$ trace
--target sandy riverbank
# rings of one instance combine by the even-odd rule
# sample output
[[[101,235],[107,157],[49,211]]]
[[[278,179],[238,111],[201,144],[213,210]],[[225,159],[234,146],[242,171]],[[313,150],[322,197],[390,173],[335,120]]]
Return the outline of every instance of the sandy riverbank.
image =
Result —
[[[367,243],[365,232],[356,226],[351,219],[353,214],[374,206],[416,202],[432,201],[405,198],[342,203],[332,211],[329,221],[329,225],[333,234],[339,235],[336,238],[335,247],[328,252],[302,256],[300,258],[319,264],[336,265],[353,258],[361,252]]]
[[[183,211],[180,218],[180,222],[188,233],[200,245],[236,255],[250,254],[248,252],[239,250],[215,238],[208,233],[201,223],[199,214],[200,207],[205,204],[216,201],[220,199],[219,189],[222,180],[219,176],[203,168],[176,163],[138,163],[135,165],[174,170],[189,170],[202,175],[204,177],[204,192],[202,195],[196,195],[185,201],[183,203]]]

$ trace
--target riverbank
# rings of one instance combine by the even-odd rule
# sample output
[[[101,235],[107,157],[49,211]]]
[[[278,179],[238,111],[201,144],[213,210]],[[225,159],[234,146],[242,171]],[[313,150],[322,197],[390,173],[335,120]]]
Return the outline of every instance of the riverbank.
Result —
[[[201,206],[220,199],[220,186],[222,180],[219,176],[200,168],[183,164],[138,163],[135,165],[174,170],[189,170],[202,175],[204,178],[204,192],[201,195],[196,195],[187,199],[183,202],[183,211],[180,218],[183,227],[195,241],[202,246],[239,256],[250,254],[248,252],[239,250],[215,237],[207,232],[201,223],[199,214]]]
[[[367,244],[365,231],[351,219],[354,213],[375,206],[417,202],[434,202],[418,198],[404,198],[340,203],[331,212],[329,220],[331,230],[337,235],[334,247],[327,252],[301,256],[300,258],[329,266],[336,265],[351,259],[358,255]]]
■ ■ ■ ■
SET EXERCISE -> Can you copy out every one of the lines above, word for word, without changing anything?

FINAL ANSWER ->
$ trace
--target sandy riverbank
# rings of one instance combine by the even-odd rule
# sample output
[[[101,235],[107,157],[49,211]]]
[[[278,179],[238,111],[201,144],[213,210]],[[225,159],[234,146],[242,171]],[[313,150],[322,197],[390,173],[335,120]]]
Return the outline of every instance of the sandy riverbank.
image =
Result —
[[[367,243],[365,232],[356,226],[351,219],[353,214],[374,206],[416,202],[432,201],[405,198],[342,203],[332,211],[329,221],[329,225],[333,234],[339,235],[336,238],[335,247],[328,252],[302,256],[300,258],[319,264],[336,265],[353,258],[361,252]]]
[[[183,211],[180,218],[180,222],[188,233],[200,245],[236,255],[250,254],[248,252],[239,250],[215,238],[208,233],[201,223],[199,214],[200,207],[205,204],[216,201],[220,199],[219,189],[222,180],[219,176],[203,168],[176,163],[138,163],[135,165],[174,170],[189,170],[202,175],[204,177],[204,192],[202,195],[196,195],[185,201],[183,203]]]

$ trace
--target riverbank
# rings of one instance combine by the even-odd rule
# sample output
[[[101,235],[107,157],[49,211]]]
[[[278,179],[238,111],[201,144],[213,210]],[[225,159],[234,146],[242,171]],[[313,150],[322,197],[390,173],[335,120]]]
Return the outline of every instance of the riverbank.
Result —
[[[201,206],[220,199],[220,186],[222,180],[219,176],[200,168],[183,164],[138,163],[135,165],[174,170],[189,170],[202,175],[204,178],[204,192],[201,195],[196,195],[187,199],[183,202],[183,211],[180,218],[183,227],[195,241],[202,246],[239,256],[250,254],[248,252],[239,250],[215,237],[207,232],[201,223],[199,214]]]
[[[367,244],[365,231],[351,219],[354,213],[375,206],[417,202],[434,202],[418,198],[404,198],[340,203],[331,212],[329,220],[331,230],[337,235],[334,247],[327,252],[301,256],[300,258],[329,266],[336,265],[351,259],[358,255]]]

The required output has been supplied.